• Kutipan Halaman:
JAKARTA- Peraturan Pemerintah Nomor 28 Tahun 2024 tentang Kesehatan yang menargetkan pengetatan produk rokok menuai kritik tajam. Anggota Komisi XI DPR, Willy Aditya, menyatakan bahwa kebijakan ini berpotensi memicu Pemutusan Hubungan Kerja (PHK) besar-besaran dalam industri hasil tembakau (IHT). Ia menegaskan, alih-alih menciptakan lapangan kerja, kebijakan ini malah dapat mengancam mata pencaharian banyak orang.

Menurut Willy, aturan yang mengatur standar kemasan polos tanpa merek dan melibatkan sedikit stakeholder ini akan menurunkan produksi secara signifikan. “Warung kelontong pun sangat bergantung pada penjualan rokok,” katanya. Kementerian Perindustrian (Kemenperin) juga memperkirakan bahwa dampak PHK tidak hanya akan terjadi di industri tembakau, tetapi juga di sektor pendukung seperti industri kertas dan filter.

• Data Tercatat:
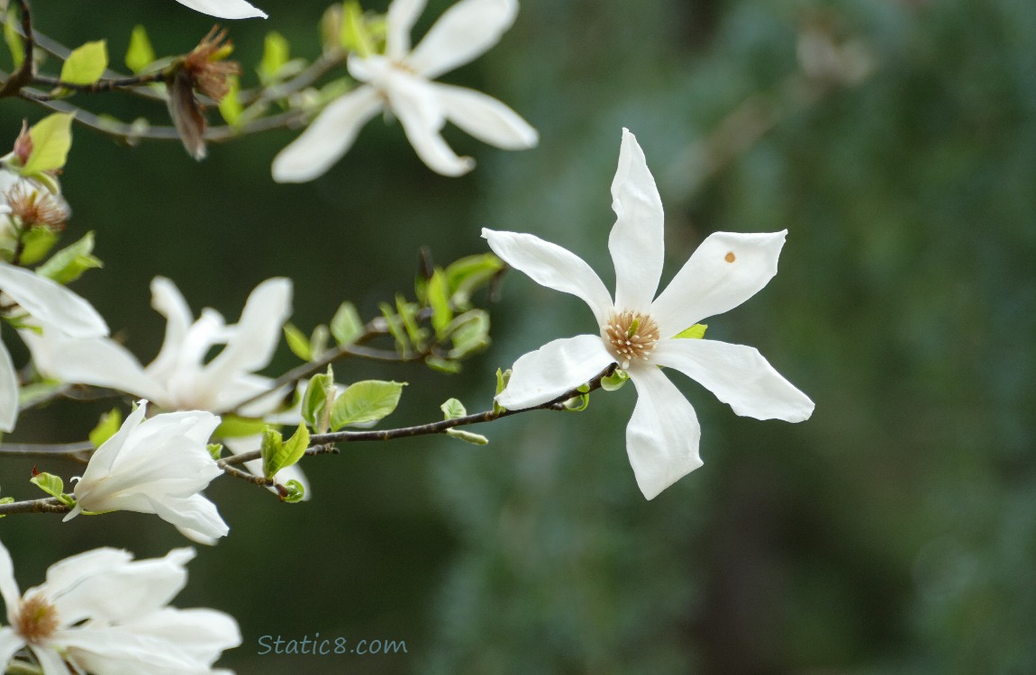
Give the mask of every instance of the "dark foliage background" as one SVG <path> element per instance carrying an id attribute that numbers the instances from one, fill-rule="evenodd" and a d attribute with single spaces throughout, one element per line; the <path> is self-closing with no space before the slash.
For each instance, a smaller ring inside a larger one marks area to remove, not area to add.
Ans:
<path id="1" fill-rule="evenodd" d="M 269 21 L 231 25 L 247 70 L 267 30 L 315 56 L 322 3 L 259 4 Z M 431 4 L 423 27 L 449 3 Z M 39 30 L 69 45 L 108 37 L 115 57 L 136 23 L 160 53 L 185 51 L 211 24 L 171 0 L 33 7 Z M 513 106 L 540 147 L 506 153 L 453 129 L 479 168 L 447 179 L 397 124 L 375 120 L 326 176 L 277 185 L 269 162 L 291 131 L 212 147 L 196 165 L 175 145 L 126 149 L 77 129 L 63 177 L 70 236 L 96 231 L 107 268 L 76 290 L 147 361 L 163 330 L 148 306 L 154 274 L 229 320 L 260 281 L 289 275 L 304 328 L 347 298 L 371 316 L 409 289 L 421 245 L 441 261 L 483 252 L 483 226 L 560 243 L 607 278 L 608 185 L 628 126 L 666 205 L 667 274 L 712 231 L 788 229 L 780 273 L 709 321 L 710 337 L 757 346 L 816 412 L 798 425 L 741 419 L 677 376 L 701 418 L 706 465 L 652 502 L 623 451 L 632 389 L 595 394 L 579 416 L 492 424 L 484 448 L 348 447 L 309 463 L 314 500 L 301 505 L 218 481 L 232 535 L 199 551 L 178 605 L 238 618 L 246 642 L 224 663 L 1036 671 L 1036 6 L 528 0 L 500 46 L 444 79 Z M 83 102 L 132 117 L 116 98 Z M 7 100 L 0 115 L 12 141 L 41 112 Z M 435 418 L 451 395 L 485 407 L 497 365 L 591 320 L 520 274 L 503 292 L 496 341 L 462 375 L 351 363 L 339 377 L 409 381 L 400 424 Z M 294 363 L 282 349 L 270 372 Z M 105 406 L 82 408 L 27 413 L 11 438 L 80 439 Z M 34 496 L 30 467 L 4 464 L 4 495 Z M 8 518 L 0 535 L 23 587 L 87 548 L 149 556 L 183 544 L 131 513 Z M 261 636 L 317 632 L 405 640 L 408 651 L 257 654 Z"/>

• Tugas 1: Menurut perkiraan Kementerian Perindustrian dalam kutipan halaman, di sektor mana saja dampak PHK akan terjadi? Sebutkan semuanya.
• Tugas 2: Apa jabatan Willy Aditya menurut kutipan halaman?
• Tugas 3: Lanjutkan kutipan halaman tentang Peraturan Pemerintah Nomor 28 Tahun 2024 mulai dari kalimat sesudah kalimat terakhirnya.

• Jawaban 1: Industri tembakau, industri kertas, dan industri filter.

• Jawaban 2: Anggota Komisi XI DPR.

• Jawaban 3:
Willy mengingatkan bahwa industri tembakau adalah bagian penting dari identitas nasional yang harus dilindungi. Dengan kontribusi cukai hasil tembakau mencapai Rp 210,29 triliun pada tahun 2023, sektor ini berperan signifikan dalam pendapatan negara.

Kritik terhadap PP 28/2024 juga datang dari Gabungan Pengusaha Rokok Perusahaan Indonesia (GAPPRI), yang menyatakan bahwa regulasi ini menghambat industri yang telah berkontribusi besar dalam perekonomian, terutama selama pandemi. Willy menyerukan perlunya solusi yang melibatkan semua pihak untuk mencapai keseimbangan antara kesehatan masyarakat dan keberlangsungan industri.

“Solusi triple win dibutuhkan untuk menciptakan ekosistem yang lebih luas dan berkelanjutan,” pungkasnya.